- Input data:

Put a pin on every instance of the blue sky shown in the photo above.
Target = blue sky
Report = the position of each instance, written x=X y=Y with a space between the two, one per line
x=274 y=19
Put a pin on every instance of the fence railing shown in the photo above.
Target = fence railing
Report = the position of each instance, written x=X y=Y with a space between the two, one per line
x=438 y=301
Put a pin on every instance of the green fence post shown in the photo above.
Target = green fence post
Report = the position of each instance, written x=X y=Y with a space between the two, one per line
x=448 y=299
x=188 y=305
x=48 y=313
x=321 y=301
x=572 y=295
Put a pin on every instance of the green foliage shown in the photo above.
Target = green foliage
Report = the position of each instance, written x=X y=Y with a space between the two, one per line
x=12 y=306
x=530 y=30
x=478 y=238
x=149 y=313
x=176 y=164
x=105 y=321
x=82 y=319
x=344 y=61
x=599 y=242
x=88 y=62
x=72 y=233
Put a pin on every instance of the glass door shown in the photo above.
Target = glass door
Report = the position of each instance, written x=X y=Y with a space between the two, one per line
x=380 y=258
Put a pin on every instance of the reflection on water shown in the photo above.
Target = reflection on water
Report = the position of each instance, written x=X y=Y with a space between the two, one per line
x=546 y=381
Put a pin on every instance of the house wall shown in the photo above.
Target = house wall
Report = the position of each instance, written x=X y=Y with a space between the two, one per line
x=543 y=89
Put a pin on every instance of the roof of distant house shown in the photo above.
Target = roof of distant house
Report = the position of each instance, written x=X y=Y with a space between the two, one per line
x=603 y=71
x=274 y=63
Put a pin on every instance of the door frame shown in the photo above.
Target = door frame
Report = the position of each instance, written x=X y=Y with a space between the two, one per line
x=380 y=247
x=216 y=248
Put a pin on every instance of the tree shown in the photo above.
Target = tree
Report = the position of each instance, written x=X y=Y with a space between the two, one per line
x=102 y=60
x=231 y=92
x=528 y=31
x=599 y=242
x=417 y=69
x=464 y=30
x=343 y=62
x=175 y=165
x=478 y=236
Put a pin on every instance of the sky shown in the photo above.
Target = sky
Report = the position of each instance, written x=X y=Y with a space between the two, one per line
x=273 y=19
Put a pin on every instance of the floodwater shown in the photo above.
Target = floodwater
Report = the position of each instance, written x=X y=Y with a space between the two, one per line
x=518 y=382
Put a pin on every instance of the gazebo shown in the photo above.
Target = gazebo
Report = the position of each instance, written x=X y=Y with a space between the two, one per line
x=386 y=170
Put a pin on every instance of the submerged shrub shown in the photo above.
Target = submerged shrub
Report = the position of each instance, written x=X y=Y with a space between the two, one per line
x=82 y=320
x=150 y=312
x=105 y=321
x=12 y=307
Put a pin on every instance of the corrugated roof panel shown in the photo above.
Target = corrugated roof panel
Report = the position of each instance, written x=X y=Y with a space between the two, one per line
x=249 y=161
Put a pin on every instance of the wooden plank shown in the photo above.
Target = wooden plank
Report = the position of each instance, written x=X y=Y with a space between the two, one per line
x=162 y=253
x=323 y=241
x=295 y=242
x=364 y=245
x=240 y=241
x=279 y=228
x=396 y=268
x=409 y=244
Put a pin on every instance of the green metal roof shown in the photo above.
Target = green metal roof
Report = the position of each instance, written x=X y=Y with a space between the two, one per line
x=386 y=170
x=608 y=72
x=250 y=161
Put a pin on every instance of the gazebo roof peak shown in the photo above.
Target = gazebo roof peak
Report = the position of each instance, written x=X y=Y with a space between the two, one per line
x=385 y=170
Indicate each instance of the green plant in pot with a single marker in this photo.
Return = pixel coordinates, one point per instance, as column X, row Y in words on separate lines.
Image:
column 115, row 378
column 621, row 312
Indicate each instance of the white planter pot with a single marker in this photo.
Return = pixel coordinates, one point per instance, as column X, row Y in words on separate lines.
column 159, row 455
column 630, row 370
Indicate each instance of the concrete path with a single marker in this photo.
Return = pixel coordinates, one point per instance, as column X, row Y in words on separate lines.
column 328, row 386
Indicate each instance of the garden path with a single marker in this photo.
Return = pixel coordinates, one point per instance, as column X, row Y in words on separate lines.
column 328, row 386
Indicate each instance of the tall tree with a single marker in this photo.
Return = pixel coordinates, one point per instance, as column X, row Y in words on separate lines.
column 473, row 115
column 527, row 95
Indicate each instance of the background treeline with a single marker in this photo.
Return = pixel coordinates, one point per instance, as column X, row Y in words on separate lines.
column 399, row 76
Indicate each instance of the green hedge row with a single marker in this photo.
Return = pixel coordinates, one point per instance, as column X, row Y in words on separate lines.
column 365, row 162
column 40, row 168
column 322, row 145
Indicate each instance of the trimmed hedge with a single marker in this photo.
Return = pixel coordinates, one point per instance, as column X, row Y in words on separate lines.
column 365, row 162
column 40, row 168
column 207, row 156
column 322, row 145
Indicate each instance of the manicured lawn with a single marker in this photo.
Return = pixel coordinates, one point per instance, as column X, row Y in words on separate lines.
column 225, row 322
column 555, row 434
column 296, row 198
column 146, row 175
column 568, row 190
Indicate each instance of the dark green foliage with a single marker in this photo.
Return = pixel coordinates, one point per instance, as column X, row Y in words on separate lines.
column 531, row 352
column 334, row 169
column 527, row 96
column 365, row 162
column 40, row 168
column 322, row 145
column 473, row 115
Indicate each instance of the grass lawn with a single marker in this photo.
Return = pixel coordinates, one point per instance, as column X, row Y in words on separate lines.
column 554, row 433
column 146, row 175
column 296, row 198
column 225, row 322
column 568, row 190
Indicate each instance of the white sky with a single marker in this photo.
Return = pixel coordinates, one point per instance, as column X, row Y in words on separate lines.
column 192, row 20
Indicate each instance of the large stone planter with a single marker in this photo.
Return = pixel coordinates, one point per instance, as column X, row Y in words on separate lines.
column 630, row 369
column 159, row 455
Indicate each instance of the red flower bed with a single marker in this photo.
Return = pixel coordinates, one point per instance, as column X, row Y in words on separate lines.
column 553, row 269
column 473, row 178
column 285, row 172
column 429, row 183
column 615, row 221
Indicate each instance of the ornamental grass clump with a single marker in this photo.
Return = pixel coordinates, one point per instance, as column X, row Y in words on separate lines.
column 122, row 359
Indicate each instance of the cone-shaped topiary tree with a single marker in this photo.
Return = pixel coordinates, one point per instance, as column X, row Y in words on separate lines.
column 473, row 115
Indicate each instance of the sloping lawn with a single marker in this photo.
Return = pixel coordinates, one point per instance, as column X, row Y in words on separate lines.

- Work required: Substitute "occurrence" for every "instance" in the items above, and write out all of their lines again with nothing else changed.

- Written solution:
Put a pin on every occurrence of the blue sky shown in the photo above.
Target = blue sky
Report = the position of each occurrence, written x=X y=Y with a space between the two, one per line
x=274 y=19
Put a pin on every occurrence of the fence railing shown in the photo above.
Target = fence railing
Report = the position of each occurrence, written x=X y=Y with a space between the two, one per line
x=438 y=301
Put a pin on every occurrence of the green fence post shown in the photo above.
Target = green fence post
Report = the position of each occurrence, written x=X y=Y with a space between the two, one per line
x=448 y=299
x=188 y=305
x=48 y=313
x=321 y=301
x=572 y=295
Put a pin on every occurrence of the green foliage shown in the photo above.
Target = green foliage
Report = the position of each occurrence, written x=X y=Y with a space between the two, one per line
x=12 y=306
x=530 y=30
x=478 y=238
x=149 y=313
x=176 y=164
x=105 y=321
x=82 y=319
x=344 y=61
x=599 y=242
x=88 y=62
x=72 y=233
Put a pin on every occurrence of the glass door shown in the photo above.
Target = glass door
Report = the position of each occurrence, written x=X y=Y with a space between the two, one per line
x=380 y=258
Put a pin on every occurrence of the reflection on water shown in the photo above.
Target = reflection on water
Report = the position of each occurrence, written x=X y=Y with a space between the two, one per line
x=546 y=381
Put a pin on every occurrence of the house wall shown in the photo above.
Target = house wall
Report = the position of each occurrence, written x=X y=Y with a space between the two, one per line
x=543 y=89
Put a pin on every occurrence of the roof of distant house shown in the photo above.
Target = roof of distant house
Report = the position of each occurrence, written x=X y=Y with a space between the two, one per line
x=603 y=71
x=274 y=63
Put a pin on every occurrence of the door frame shown in the photo above.
Target = door frame
Report = the position of each occurrence, written x=X y=Y with a space between the two, one per line
x=380 y=247
x=216 y=248
Put a pin on every occurrence of the tree shown in the photo above.
Target = tree
Report = the position of each occurrence, written x=X y=Y with a space between the two, one per line
x=102 y=60
x=231 y=92
x=528 y=31
x=599 y=242
x=417 y=69
x=464 y=30
x=343 y=62
x=175 y=165
x=478 y=236
Put a pin on every occurrence of the sky shown in the photo above.
Target = sky
Report = the position of each occurrence, written x=X y=Y with a space between the two, one per line
x=273 y=19
Put a pin on every occurrence of the floodwater shown in the photo above.
Target = floodwater
Report = the position of each occurrence, written x=X y=Y with a space between the two, one per line
x=518 y=382
Put a pin on every occurrence of the gazebo shown in the photo above.
Target = gazebo
Report = the position of each occurrence, written x=X y=Y with a space between the two, one per line
x=386 y=170
Put a pin on every occurrence of the submerged shrub shown in the photo above.
Target = submerged shrub
Report = the position of each occurrence, written x=X y=Y with a space between the two, one per line
x=82 y=320
x=150 y=312
x=105 y=321
x=12 y=307
Put a pin on every occurrence of the corrugated roof panel shown in the photo above.
Target = corrugated roof panel
Report = the position of each occurrence, written x=X y=Y with a space between the two, one per line
x=249 y=161
Put a pin on every occurrence of the wooden plank shown in the photo above.
Target = wooden plank
Report = the position of each occurrence, written x=X y=Y with a space between the two, one per line
x=162 y=253
x=323 y=241
x=295 y=242
x=364 y=245
x=240 y=241
x=279 y=228
x=396 y=268
x=409 y=244
Put a pin on every occurrence of the green metal roof shown in the photo above.
Target = green metal roof
Report = the position of each occurrence, written x=X y=Y with a space between the two, one per line
x=386 y=170
x=608 y=72
x=250 y=161
Put a pin on every occurrence of the gazebo roof peak shown in the photo above.
Target = gazebo roof peak
Report = the position of each occurrence, written x=X y=Y with a space between the two, one per line
x=385 y=170
Indicate each occurrence of the green plant in pot with a single marker in this photo.
Return = pixel coordinates, one point per occurrence, as column X, row Y in words on separate lines.
Image:
column 115, row 378
column 621, row 312
Indicate each occurrence of the white planter pot with a single marker in this photo.
Return = pixel coordinates, one point per occurrence, as column X, row Y in words on separate lines.
column 159, row 455
column 630, row 370
Indicate each occurrence of the concrete path with a single marker in this photo.
Return = pixel coordinates, one point per occurrence, as column X, row Y in words on separate lines.
column 328, row 386
Indicate each occurrence of the garden path with a single marker in this photo.
Return = pixel coordinates, one point per occurrence, as column X, row Y in words on separate lines.
column 328, row 386
Indicate each occurrence of the tall tree with a single marker in this photo.
Return = pixel coordinates, one point per occurrence, as column X, row Y in words on separate lines.
column 473, row 115
column 527, row 95
Indicate each occurrence of the background treeline with a single marker in this photo.
Return = pixel coordinates, one point per occurrence, as column X, row Y in words on separate lines.
column 399, row 76
Indicate each occurrence of the green hedge row with a single marker in this photo.
Return = pixel coordinates, one point per occurrence, as column X, row Y in words on separate lines.
column 365, row 162
column 40, row 168
column 322, row 145
Indicate each occurrence of the trimmed hedge with a single marker in this photo.
Return = pixel coordinates, one point per occurrence, as column X, row Y in words on separate lines.
column 365, row 162
column 40, row 168
column 207, row 156
column 322, row 145
Indicate each occurrence of the manicured lawn with a single marker in this photo.
Return = pixel coordinates, one point per occurrence, as column X, row Y in words on separate lines.
column 225, row 322
column 555, row 434
column 296, row 198
column 146, row 175
column 568, row 190
Indicate each occurrence of the dark green foliage with a single marker in this photo.
Return = pixel coordinates, one point per occurrence, as column X, row Y in words on separate lines.
column 531, row 352
column 334, row 169
column 527, row 96
column 365, row 162
column 40, row 168
column 322, row 145
column 473, row 115
Indicate each occurrence of the grass lawn with a single marker in this photo.
Return = pixel coordinates, one point per occurrence, as column X, row Y in words on separate lines.
column 554, row 433
column 146, row 175
column 296, row 198
column 225, row 322
column 568, row 190
Indicate each occurrence of the white sky with a single marker in this photo.
Return = pixel coordinates, one point per occurrence, as column X, row Y in words on separate lines.
column 192, row 20
Indicate each occurrence of the large stone planter with a single marker in this photo.
Return = pixel coordinates, one point per occurrence, as column X, row Y in words on separate lines.
column 630, row 369
column 159, row 455
Indicate each occurrence of the red flower bed with a single marker in this photo.
Return = pixel coordinates, one point per occurrence, as column X, row Y in words on separate lines.
column 553, row 269
column 473, row 178
column 285, row 172
column 429, row 183
column 615, row 221
Indicate each occurrence of the ornamental grass clump with a single marker in this photo.
Return = pixel coordinates, one point per occurrence, as column X, row Y in words on separate lines.
column 122, row 359
Indicate each occurrence of the cone-shaped topiary tree with a single marker in this photo.
Return = pixel coordinates, one point per occurrence, as column X, row Y in words on separate lines.
column 473, row 115
Indicate each occurrence of the sloping lawn with a single marker in this photo.
Return = pixel coordinates, one point per occurrence, as column X, row Y in words on separate lines.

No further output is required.